─── DATA EXTRACT ───

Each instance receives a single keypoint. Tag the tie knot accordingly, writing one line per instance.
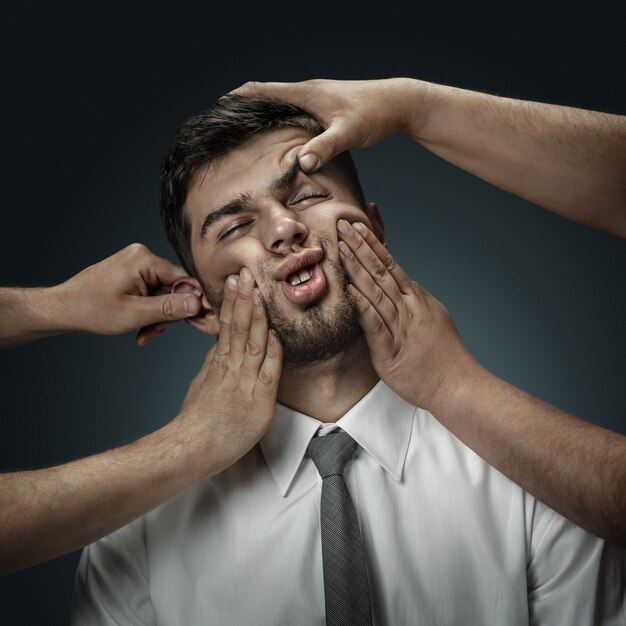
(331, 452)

───
─── DATA EXTRACT ───

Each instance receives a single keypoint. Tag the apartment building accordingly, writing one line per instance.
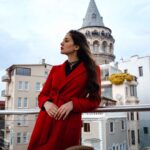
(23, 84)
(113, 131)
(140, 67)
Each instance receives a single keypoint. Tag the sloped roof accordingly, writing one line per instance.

───

WORK TO BE COMPLETED: In the listing above, find the line with "Each instance receives a single keypoint. Tag the apartment" and the line with "Each instance receives a single keypoint. Tag the sloped". Copy both of them and every line between, exactly, but not the pictures.

EXERCISE SOLUTION:
Each instance receives a single keypoint. Tag the apartment building accordingly, writing one line per instance.
(23, 84)
(113, 131)
(140, 67)
Each instance receives a single keypoint. Tag the sloped roof accordingly, writing one line per instance.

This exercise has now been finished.